### THE REQUEST
Convert every line of the items below into a JSON list of strings, one string per line, leaving out blank lines.
>> Begin
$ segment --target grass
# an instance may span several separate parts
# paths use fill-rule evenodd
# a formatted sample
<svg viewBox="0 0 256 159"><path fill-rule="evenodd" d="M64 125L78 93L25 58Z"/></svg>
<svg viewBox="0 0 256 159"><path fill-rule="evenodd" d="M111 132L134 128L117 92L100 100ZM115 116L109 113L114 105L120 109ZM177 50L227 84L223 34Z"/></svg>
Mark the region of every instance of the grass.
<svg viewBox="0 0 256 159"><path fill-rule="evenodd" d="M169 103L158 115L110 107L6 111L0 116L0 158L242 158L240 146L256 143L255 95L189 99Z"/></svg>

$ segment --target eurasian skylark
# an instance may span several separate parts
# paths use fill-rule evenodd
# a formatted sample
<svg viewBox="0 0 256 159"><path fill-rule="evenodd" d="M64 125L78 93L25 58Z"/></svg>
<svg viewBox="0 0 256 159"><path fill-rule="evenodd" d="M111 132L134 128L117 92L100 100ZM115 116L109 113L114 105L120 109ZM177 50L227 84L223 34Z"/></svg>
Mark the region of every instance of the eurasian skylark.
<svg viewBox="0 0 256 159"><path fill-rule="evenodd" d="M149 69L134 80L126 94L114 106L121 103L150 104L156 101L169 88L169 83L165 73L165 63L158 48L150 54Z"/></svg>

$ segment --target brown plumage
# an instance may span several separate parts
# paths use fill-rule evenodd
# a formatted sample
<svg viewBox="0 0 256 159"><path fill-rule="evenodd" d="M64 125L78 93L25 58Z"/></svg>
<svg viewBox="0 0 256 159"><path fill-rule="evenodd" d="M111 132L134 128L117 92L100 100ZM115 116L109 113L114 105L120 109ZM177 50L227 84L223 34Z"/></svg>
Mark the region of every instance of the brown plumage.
>> End
### EXERCISE OUTPUT
[
  "$ segment --target grass",
  "# an instance may span several separate parts",
  "# paths use fill-rule evenodd",
  "# a formatted sample",
  "<svg viewBox=\"0 0 256 159\"><path fill-rule=\"evenodd\" d=\"M64 125L78 93L25 58Z\"/></svg>",
  "<svg viewBox=\"0 0 256 159\"><path fill-rule=\"evenodd\" d=\"M111 132L134 128L117 92L100 100ZM115 116L109 113L114 105L120 109ZM177 50L227 84L223 34Z\"/></svg>",
  "Mark the region of every instance of the grass.",
  "<svg viewBox=\"0 0 256 159\"><path fill-rule=\"evenodd\" d=\"M169 103L158 115L110 107L6 111L0 116L0 158L242 158L240 146L256 143L255 95L189 99Z\"/></svg>",
  "$ segment --target eurasian skylark",
  "# an instance may span several separate parts",
  "# paths use fill-rule evenodd",
  "# a formatted sample",
  "<svg viewBox=\"0 0 256 159\"><path fill-rule=\"evenodd\" d=\"M64 125L78 93L25 58Z\"/></svg>",
  "<svg viewBox=\"0 0 256 159\"><path fill-rule=\"evenodd\" d=\"M111 132L134 128L117 92L100 100ZM115 116L109 113L114 105L120 109ZM177 50L227 84L223 34Z\"/></svg>",
  "Mark the region of every instance of the eurasian skylark.",
  "<svg viewBox=\"0 0 256 159\"><path fill-rule=\"evenodd\" d=\"M149 69L134 80L126 94L114 106L121 103L150 104L156 101L169 88L169 83L165 73L165 63L158 48L150 54Z\"/></svg>",
  "$ segment --target brown plumage",
  "# an instance may span several separate parts",
  "# paths use fill-rule evenodd",
  "# a formatted sample",
  "<svg viewBox=\"0 0 256 159\"><path fill-rule=\"evenodd\" d=\"M64 125L78 93L25 58Z\"/></svg>",
  "<svg viewBox=\"0 0 256 159\"><path fill-rule=\"evenodd\" d=\"M111 132L134 128L117 92L100 100ZM115 116L109 113L114 105L120 109ZM177 50L227 84L223 34Z\"/></svg>",
  "Mark the region of every instance of the brown plumage."
]